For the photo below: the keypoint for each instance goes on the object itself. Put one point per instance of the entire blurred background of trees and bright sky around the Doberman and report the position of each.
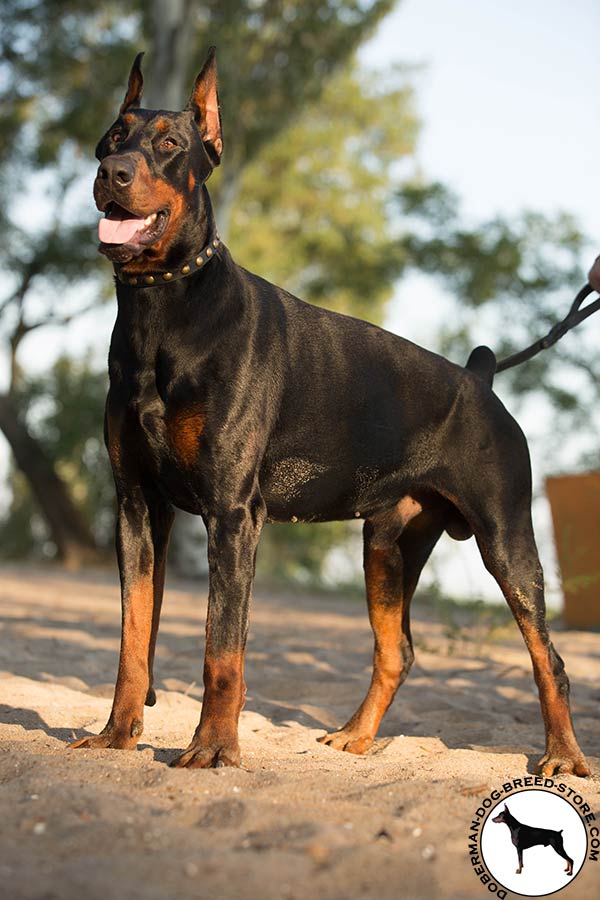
(427, 165)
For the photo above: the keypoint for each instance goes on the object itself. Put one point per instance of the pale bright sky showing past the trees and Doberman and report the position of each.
(507, 95)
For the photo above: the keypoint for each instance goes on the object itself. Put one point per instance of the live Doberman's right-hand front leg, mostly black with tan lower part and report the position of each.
(232, 542)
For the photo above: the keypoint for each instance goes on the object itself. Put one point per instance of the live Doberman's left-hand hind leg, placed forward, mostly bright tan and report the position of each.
(393, 564)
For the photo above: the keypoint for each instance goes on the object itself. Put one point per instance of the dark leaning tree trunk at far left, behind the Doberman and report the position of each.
(74, 541)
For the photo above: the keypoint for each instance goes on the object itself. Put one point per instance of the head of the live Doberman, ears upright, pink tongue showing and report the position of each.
(153, 164)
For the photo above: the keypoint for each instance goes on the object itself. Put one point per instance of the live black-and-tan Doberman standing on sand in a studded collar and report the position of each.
(232, 399)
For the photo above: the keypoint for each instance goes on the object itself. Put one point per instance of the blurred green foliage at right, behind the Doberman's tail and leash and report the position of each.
(512, 281)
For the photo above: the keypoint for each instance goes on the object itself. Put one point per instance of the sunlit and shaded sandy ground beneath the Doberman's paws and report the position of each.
(299, 820)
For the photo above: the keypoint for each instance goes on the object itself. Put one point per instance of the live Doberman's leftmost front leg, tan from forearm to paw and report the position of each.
(143, 526)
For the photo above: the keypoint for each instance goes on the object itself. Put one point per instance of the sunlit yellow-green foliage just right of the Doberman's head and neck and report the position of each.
(313, 211)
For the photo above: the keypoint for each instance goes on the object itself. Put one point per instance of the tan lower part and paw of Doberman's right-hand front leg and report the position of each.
(215, 742)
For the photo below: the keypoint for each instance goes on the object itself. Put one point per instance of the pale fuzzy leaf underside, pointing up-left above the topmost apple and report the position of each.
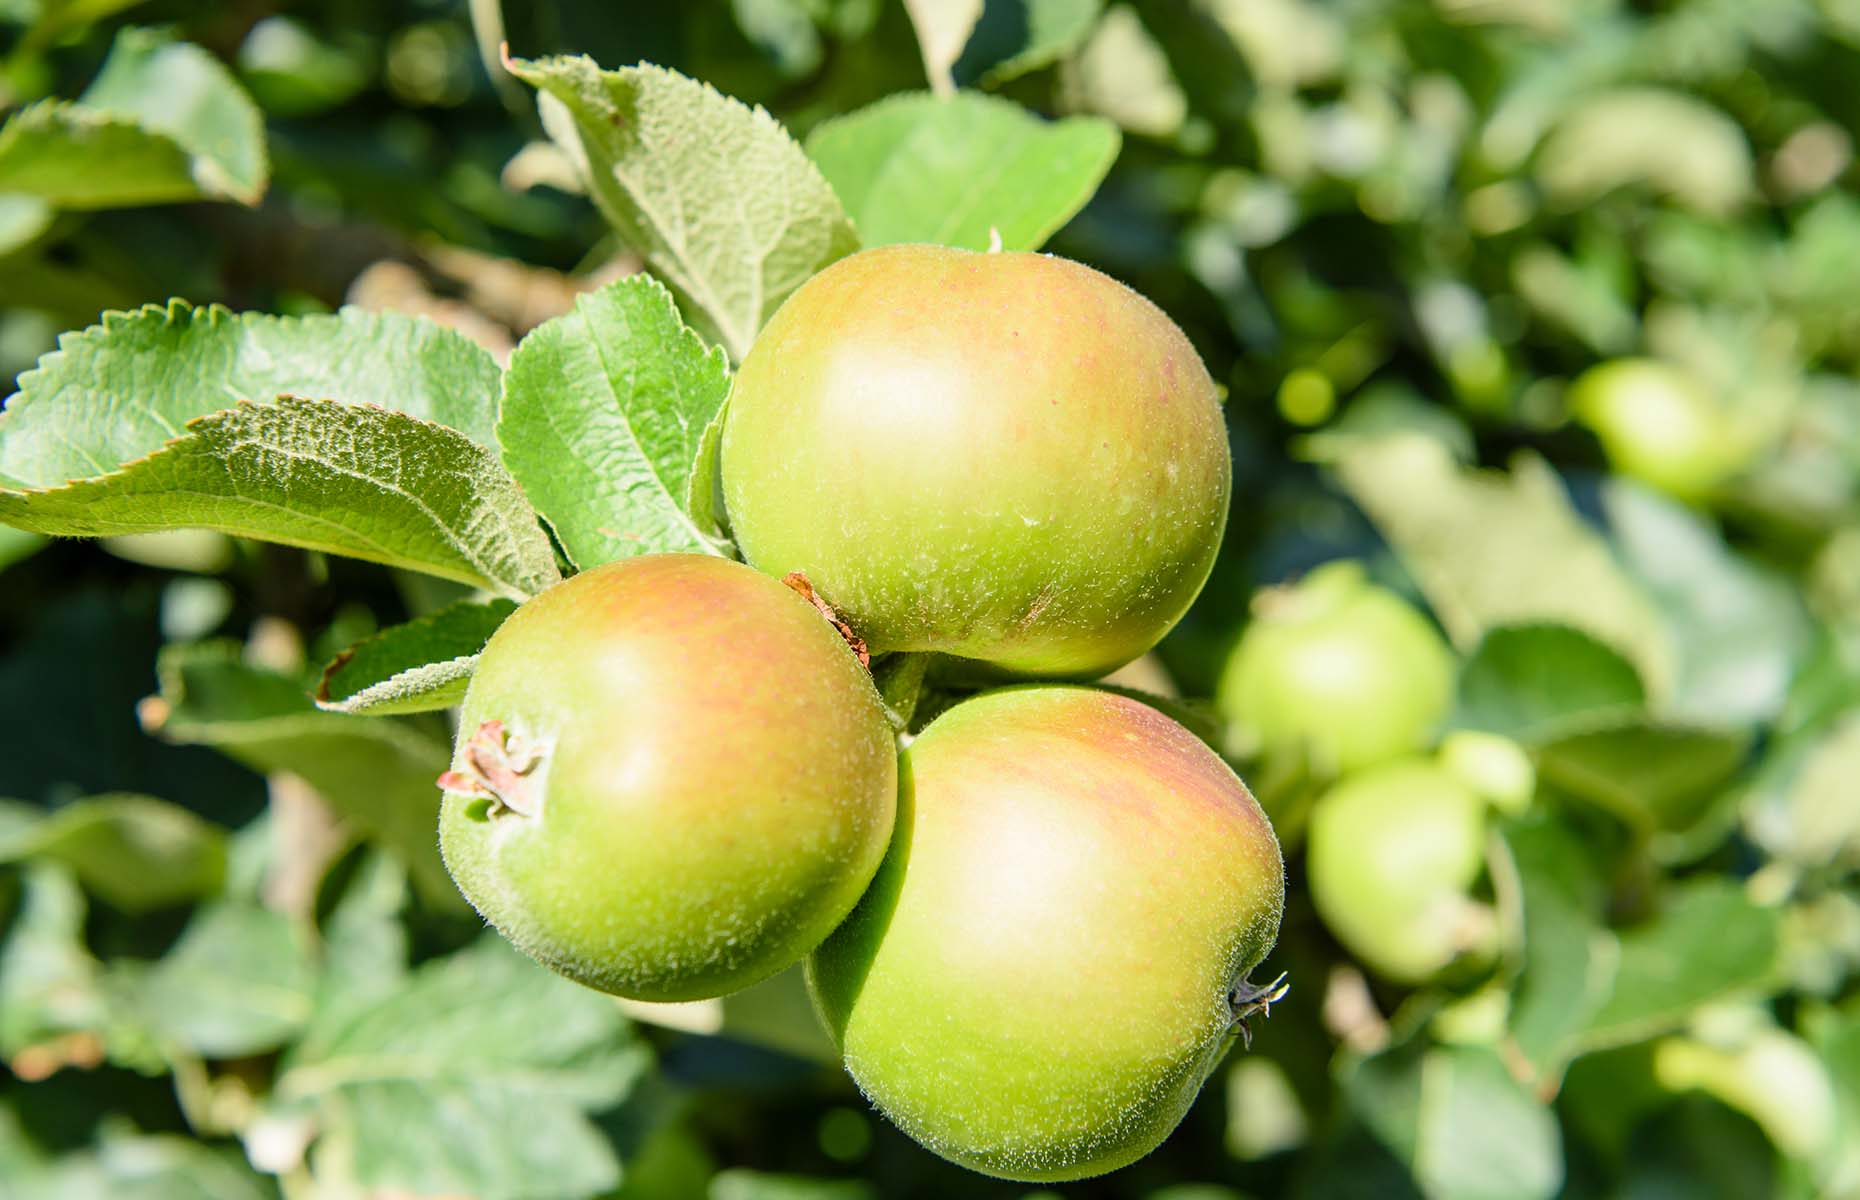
(715, 194)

----

_ASSIGNMENT_:
Exact copy, no pictures: reproduce every record as it stands.

_ANSWER SECTION_:
For the photo below: the keypoint for each instance goes on the object itself. Put one point per instance of the entire blurred background of trees and bright sky around the Doberman and report the position of each.
(427, 165)
For the photo above: the keypoint for each instance goes on the object itself. Put one point per instance of the pale bright sky showing past the trees and Doberman and report the position of each.
(507, 95)
For the photo above: the keypoint for each instance goes on the object itself. Put one point per instance of the live Doberman's right-hand front leg, mostly black with tan lower part and report the position of each.
(232, 542)
For the photo above: the keypoint for each instance goes on the object itself. Put one point per instance of the live Doberman's left-hand hind leg, placed forward, mostly bright tan and report the position of each.
(393, 564)
For the photo above: the keypoint for each instance goes on the object itself. Put one point per instance of the dark leaning tree trunk at far left, behind the Doberman and report the position of each.
(74, 541)
For the photo above: the keypoint for each instance goes on the object itself. Put one point per instance of the head of the live Doberman, ears upright, pink tongue showing and report the position of each.
(153, 164)
For the photo above: the keypoint for each instance goes on the object itself. Put one point per instance of the live black-and-tan Doberman standing on sand in a studded collar and report the position of each.
(232, 399)
For the photo above: the keypoint for each instance goes on the object itself. Put one point per instance of the blurred green foliage at right, behind the Doberman's tail and leash and report the position of each.
(512, 281)
For the photo above: the keypoint for each instance goes on the object itself. Put one point per instance of the sunlit and shaded sandy ground beneath the Doberman's paws and report the position of each.
(299, 820)
For the photo above: the keypoint for each instance goes on the object itself. Put one point per instance of the live Doberman's leftmost front leg, tan from forearm to paw and report the position of each.
(143, 526)
For the photo above: the keypoint for each instance goes on the object itself. Put one point per instance of the sunlit yellow-green foliage just right of the Doberman's head and neck and report the position of each.
(313, 211)
For the photo above: the keypoint for each instance goes on the object itself. Put one point per instance of the tan lower part and paw of Doberman's right-hand front leg and report the position of each.
(215, 742)
For the photo below: the keypoint for each instance goes on the object itself. Put one point per instance of the pale fuzzy leaf underside, pointing up-left above the topmost apple and report the position of each.
(715, 194)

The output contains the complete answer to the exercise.